## GIVEN DATA
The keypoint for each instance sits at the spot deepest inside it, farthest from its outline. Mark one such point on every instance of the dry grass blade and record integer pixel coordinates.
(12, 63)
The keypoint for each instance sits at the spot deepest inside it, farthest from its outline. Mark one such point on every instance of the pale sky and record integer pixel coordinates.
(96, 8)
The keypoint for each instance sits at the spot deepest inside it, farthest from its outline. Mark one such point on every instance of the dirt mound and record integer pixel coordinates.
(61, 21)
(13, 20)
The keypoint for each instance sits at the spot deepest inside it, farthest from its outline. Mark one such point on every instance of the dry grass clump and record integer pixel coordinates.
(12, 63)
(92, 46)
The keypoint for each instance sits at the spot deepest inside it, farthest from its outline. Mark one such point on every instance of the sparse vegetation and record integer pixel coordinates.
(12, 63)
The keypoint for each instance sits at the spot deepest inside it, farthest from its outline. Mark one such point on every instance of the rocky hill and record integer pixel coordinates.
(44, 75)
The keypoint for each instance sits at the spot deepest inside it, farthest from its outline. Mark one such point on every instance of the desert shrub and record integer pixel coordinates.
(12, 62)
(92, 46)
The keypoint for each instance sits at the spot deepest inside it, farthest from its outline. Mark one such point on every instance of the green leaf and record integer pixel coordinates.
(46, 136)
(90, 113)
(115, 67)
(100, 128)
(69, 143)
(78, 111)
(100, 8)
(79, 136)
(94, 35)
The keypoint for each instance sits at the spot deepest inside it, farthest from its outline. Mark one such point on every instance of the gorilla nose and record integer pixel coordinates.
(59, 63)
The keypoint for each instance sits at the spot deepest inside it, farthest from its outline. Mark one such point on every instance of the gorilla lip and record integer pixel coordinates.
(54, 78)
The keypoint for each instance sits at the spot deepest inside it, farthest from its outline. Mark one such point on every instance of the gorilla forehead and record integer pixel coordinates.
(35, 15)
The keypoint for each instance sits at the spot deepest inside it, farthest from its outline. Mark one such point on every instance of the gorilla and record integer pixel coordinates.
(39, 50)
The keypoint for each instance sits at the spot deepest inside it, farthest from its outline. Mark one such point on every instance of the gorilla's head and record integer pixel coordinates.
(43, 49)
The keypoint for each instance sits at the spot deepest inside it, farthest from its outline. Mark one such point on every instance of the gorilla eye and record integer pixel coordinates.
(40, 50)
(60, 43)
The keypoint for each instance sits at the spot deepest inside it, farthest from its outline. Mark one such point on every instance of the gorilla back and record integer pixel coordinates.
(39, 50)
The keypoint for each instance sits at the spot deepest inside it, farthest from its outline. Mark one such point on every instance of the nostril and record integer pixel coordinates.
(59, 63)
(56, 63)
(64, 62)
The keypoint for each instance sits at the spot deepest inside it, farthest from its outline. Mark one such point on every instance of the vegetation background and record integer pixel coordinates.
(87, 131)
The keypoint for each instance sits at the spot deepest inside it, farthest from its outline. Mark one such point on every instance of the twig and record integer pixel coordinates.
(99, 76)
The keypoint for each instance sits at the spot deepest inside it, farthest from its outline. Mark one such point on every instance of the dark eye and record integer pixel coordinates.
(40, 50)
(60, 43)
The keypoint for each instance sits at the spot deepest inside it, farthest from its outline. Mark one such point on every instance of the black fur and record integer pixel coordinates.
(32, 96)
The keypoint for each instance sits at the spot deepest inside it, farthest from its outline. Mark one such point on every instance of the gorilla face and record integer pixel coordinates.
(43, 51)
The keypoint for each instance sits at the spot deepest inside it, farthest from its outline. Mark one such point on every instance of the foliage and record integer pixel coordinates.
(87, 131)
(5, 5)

---

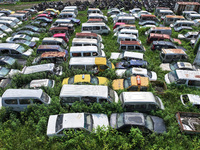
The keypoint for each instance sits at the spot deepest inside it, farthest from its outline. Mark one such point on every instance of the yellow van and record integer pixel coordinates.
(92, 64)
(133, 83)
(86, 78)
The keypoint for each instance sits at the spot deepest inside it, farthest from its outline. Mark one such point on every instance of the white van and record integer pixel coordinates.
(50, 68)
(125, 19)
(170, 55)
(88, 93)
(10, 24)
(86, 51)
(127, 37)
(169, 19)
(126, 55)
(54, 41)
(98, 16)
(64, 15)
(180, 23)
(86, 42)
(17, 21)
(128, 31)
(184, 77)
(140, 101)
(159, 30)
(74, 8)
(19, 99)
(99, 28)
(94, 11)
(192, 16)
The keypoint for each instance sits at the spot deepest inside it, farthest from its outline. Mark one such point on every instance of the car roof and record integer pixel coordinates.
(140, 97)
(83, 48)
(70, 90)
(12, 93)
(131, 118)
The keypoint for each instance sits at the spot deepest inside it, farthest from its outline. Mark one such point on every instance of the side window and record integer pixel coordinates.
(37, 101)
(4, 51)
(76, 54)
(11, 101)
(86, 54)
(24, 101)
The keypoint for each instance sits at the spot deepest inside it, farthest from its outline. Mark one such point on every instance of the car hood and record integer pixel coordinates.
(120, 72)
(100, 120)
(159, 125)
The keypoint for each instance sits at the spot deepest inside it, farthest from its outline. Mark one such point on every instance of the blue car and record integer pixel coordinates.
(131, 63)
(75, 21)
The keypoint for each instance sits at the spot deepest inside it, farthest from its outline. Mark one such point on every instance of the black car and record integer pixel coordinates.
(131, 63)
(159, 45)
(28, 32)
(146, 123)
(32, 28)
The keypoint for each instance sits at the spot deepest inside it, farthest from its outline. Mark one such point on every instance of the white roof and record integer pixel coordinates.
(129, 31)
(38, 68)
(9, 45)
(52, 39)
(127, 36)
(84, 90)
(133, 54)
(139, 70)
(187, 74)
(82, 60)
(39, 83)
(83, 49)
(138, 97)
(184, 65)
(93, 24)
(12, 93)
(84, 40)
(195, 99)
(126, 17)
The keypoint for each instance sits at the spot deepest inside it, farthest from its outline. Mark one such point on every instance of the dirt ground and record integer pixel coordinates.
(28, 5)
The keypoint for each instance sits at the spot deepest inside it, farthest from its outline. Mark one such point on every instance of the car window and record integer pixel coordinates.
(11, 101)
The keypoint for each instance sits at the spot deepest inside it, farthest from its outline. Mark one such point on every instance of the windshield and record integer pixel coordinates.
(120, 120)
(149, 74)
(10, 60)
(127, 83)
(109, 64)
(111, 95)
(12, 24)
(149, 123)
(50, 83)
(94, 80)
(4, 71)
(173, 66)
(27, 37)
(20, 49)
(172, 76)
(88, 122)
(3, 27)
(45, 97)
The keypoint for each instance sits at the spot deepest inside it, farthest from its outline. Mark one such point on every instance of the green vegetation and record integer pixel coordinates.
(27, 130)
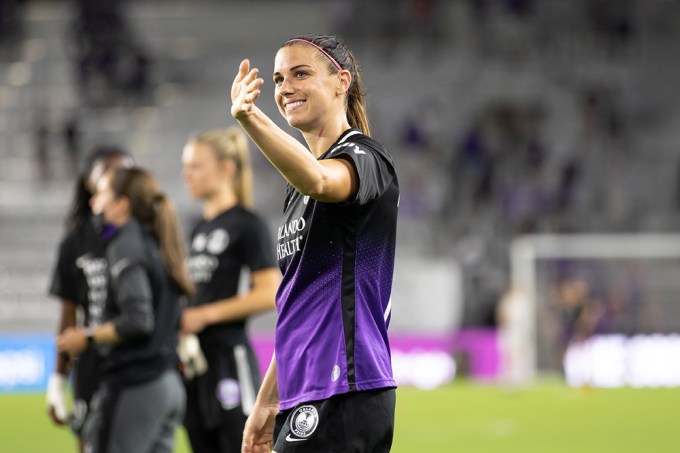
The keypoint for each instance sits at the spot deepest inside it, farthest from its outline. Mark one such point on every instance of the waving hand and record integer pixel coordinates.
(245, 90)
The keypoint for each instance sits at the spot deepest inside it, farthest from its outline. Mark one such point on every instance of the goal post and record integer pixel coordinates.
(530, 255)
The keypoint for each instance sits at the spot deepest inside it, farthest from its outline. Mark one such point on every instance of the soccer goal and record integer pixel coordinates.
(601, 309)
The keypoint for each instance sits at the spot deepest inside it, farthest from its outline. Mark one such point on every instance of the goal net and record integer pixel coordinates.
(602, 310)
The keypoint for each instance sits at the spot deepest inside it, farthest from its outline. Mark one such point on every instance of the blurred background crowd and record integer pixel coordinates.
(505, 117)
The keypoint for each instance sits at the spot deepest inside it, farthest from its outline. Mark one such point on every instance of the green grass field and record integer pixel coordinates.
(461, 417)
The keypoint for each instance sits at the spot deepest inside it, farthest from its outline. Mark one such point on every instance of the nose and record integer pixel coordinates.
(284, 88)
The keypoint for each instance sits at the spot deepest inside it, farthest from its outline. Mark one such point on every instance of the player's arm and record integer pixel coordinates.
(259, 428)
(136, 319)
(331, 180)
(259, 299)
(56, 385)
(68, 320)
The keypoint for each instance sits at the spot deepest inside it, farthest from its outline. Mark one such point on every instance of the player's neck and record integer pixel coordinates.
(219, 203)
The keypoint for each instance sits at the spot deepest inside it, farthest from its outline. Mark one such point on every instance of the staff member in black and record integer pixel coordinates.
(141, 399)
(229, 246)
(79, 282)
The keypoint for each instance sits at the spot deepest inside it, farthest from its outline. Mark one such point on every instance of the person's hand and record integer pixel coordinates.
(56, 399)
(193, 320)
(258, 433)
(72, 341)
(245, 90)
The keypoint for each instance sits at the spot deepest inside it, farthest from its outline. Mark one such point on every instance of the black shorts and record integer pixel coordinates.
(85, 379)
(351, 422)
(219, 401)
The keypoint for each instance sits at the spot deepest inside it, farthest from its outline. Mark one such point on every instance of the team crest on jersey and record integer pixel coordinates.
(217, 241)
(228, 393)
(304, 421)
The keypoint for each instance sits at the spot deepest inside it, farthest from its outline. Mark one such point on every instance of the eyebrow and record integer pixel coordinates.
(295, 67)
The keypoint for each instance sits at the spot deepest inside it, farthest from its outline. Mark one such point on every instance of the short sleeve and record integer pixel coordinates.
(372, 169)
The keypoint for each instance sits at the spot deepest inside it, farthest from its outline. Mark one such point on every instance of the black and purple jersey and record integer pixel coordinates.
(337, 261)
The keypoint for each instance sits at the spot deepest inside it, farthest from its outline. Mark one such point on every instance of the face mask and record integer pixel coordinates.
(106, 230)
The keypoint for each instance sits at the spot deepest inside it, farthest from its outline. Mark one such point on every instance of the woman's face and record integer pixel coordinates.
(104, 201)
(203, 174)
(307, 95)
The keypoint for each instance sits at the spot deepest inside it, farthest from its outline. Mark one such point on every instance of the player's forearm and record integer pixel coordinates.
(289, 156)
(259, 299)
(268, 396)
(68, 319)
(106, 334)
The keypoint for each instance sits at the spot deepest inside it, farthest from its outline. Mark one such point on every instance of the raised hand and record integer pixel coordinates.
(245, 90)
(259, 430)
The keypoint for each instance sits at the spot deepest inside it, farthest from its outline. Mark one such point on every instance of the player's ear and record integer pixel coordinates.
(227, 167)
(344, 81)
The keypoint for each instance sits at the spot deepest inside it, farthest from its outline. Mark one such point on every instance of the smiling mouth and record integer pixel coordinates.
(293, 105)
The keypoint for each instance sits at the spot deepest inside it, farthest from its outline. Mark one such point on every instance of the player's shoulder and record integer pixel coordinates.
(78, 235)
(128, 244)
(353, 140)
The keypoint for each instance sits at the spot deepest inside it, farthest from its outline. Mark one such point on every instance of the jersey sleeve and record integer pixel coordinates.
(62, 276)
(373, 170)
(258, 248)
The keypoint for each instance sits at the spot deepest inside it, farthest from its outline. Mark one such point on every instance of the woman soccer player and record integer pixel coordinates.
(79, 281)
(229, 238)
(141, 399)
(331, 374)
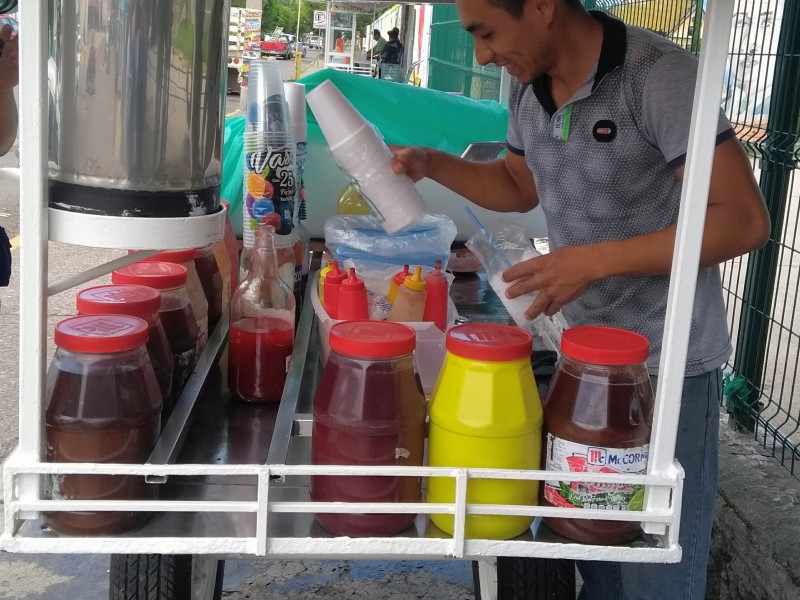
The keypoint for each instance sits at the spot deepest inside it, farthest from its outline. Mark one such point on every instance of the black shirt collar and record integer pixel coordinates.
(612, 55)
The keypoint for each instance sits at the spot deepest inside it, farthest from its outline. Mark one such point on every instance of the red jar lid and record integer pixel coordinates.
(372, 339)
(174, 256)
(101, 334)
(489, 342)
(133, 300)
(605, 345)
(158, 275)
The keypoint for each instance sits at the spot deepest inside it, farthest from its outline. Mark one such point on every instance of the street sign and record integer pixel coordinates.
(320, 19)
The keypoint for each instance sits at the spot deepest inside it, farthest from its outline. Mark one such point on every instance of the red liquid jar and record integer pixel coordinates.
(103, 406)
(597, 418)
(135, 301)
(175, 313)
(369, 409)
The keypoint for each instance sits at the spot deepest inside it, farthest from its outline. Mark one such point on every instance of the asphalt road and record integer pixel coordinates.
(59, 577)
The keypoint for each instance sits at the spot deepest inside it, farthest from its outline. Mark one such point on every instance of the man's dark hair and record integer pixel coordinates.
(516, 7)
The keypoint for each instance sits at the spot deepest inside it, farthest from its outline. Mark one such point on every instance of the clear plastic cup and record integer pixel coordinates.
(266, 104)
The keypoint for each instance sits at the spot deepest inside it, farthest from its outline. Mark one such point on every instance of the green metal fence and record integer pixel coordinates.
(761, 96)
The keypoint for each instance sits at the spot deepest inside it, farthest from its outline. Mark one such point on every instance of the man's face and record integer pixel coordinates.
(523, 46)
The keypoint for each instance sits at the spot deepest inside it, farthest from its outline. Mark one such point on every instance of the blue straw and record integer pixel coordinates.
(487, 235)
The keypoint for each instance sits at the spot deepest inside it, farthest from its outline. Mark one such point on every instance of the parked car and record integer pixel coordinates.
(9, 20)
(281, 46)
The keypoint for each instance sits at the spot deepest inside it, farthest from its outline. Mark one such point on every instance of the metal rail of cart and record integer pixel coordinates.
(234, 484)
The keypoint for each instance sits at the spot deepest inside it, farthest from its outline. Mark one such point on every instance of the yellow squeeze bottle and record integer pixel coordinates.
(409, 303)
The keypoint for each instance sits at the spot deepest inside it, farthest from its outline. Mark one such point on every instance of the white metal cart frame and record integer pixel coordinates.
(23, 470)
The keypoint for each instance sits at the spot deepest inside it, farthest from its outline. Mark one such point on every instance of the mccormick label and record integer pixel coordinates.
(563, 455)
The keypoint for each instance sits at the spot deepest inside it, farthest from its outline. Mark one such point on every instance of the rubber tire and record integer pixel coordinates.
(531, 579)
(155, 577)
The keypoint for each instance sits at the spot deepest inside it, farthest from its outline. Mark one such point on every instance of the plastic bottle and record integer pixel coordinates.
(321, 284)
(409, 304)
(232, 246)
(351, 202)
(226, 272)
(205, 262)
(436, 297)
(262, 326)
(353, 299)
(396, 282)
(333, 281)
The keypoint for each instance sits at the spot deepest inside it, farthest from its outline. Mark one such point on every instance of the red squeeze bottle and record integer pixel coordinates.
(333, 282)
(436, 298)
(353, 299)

--

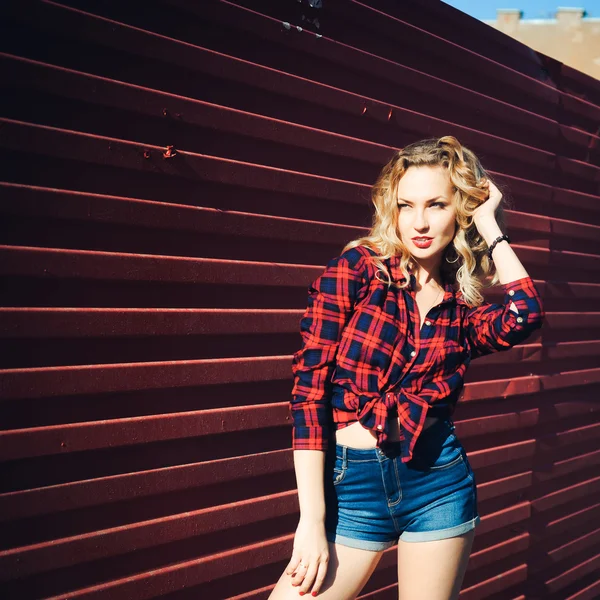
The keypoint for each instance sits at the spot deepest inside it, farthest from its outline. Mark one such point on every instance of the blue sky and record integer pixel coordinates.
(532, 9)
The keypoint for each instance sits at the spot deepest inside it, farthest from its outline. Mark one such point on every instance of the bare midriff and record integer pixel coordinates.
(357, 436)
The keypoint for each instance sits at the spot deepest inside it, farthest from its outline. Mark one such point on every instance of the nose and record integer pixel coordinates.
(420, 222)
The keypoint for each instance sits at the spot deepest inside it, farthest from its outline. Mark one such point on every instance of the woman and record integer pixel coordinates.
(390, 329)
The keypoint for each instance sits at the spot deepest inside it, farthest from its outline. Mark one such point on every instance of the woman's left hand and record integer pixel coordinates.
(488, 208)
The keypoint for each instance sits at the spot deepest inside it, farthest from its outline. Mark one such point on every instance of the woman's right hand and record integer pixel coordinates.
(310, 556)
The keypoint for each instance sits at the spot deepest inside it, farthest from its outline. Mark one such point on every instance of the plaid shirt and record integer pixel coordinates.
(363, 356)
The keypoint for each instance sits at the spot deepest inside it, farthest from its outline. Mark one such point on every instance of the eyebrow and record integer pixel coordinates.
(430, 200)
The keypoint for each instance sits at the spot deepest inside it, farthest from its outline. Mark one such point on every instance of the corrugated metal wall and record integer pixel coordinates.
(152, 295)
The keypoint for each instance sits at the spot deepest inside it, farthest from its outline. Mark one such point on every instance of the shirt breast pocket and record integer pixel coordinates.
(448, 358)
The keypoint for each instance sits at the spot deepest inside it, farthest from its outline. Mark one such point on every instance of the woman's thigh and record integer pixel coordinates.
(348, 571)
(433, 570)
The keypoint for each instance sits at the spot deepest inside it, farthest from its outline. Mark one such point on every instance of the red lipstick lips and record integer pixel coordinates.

## DIRECTIONS
Display every line in the material above that contains the string "goal", treating uppercase and lowercase as different.

## ANSWER TO THE TASK
The keypoint for each instance sits at the spot deepest inside it, farthest from its outline. Mark one such point on every instance of the goal post and record integer pixel coordinates.
The keypoint for each instance sits at the spot deepest inside it, farthest from its outline. Mark one such point on every instance of the soccer goal and record integer pixel coordinates.
The keypoint for each instance sits at the spot deepest inside it, farthest from its outline. Mark one such point on every instance of the goal net and record integer pixel coordinates.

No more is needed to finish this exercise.